§ PROBLEM 1:
Write out the part of the hospital-rating article that opens with the words containing "During FY20, general" and closes with "472 million people.", keeping every word unchanged.
§ PROBLEM 2:
Answer these questions from the hospital-rating article:
(a) Approximately how many unique hospitals and medical day-care centres does ROHINI list?
(b) How many digits does the GS1 identifier for each hospital or day-care centre have?
(c) How much did general and health insurance companies collect as health insurance premium during FY20?

§ PAGE EXCERPT:
*** Begin section ***

Insurance regulator, Insurance Regulatory Development Authority of India (IRDAI), is in favour of standardisation of health services through rating of hospitals for insurance claims.
According to a senior official at IRDAI, the regulator is consulting National Accreditation Board for Testing and Calibration Laboratories (NABL) for rating the hospitals.
Under the rating mechanism, insurers can charge on the basis of grades based on facilities like number of doctors or equipment in the hospital. For example, charges applicable in a three-star hospital would be different from a five-star hospital.
IRDAI already has a registry of hospitals and medical day-care centres, in the health insurers and Third Party Administrators (TPAs) network, created to benefit health insurance stakeholders. Named as Registry of Hospitals in Network of Insurers (ROHINI), the database lists approximately 33,000 unique hospitals and medical day-care centres. Each hospital/day-care centre is identified with a 13-digit globally unique GS1 identifier (GLN – Global Location Number) along with geo-coding of their address.
Rating of hospitals would be an addition of this database, as will lead to more standardisation the health insurance segment.
IRDAI has been moving towards standardisation of health insurance products to make them more accessible to common people. In September this year it came out with guidelines on standardisation of exclusions in health insurance contracts. The guidelines brought in standardization of various definitions and formats in the health insurance industry to promote uniformity. One of the major changes involved include inclusion of age-related ailments like knee-cap replacements, cataract surgery, alzheimer’s and parkinson’s, under health insurance, which were earlier excluded from the health insurance policy. It also brought more transparency in defining pre-existing diseases.
Under standardisation, the insurance regulator has proposed to "mandate all general and health insurers to offer a standard indemnity-based health insurance product with a sum insured ranging from Rs 1,00,000 to Rs 5,00,000 on individual as well as family floater basis”.
In February this year, IRDAI had come out with draft guidelines on standardisation of individual health product.
During FY20, general and health insurance companies collected Rs 44873 crore as health insurance premium, registering a growth of about 21 per cent over the previous year. The sector has been growing annually at the rate of over 20 per cent, one of the fastest growing segments in the insurance industry. Last year, more than 20 million health policies were issued covering close to 472 million people.

*** End section ***

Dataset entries
*** Begin section ***

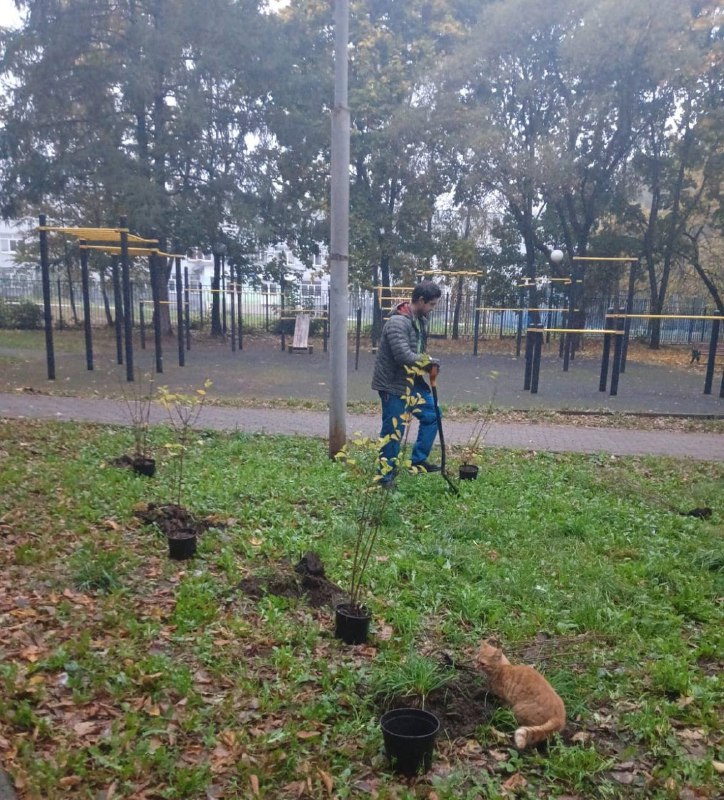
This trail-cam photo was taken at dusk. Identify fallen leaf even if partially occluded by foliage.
[377,625,394,642]
[317,769,334,795]
[73,722,98,736]
[503,772,528,792]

*** End section ***

§ ANSWER SECTION 1:
During FY20, general and health insurance companies collected Rs 44873 crore as health insurance premium, registering a growth of about 21 per cent over the previous year. The sector has been growing annually at the rate of over 20 per cent, one of the fastest growing segments in the insurance industry. Last year, more than 20 million health policies were issued covering close to 472 million people.

§ ANSWER SECTION 2:
(a) Approximately 33,000.
(b) 13 digits.
(c) Rs 44873 crore.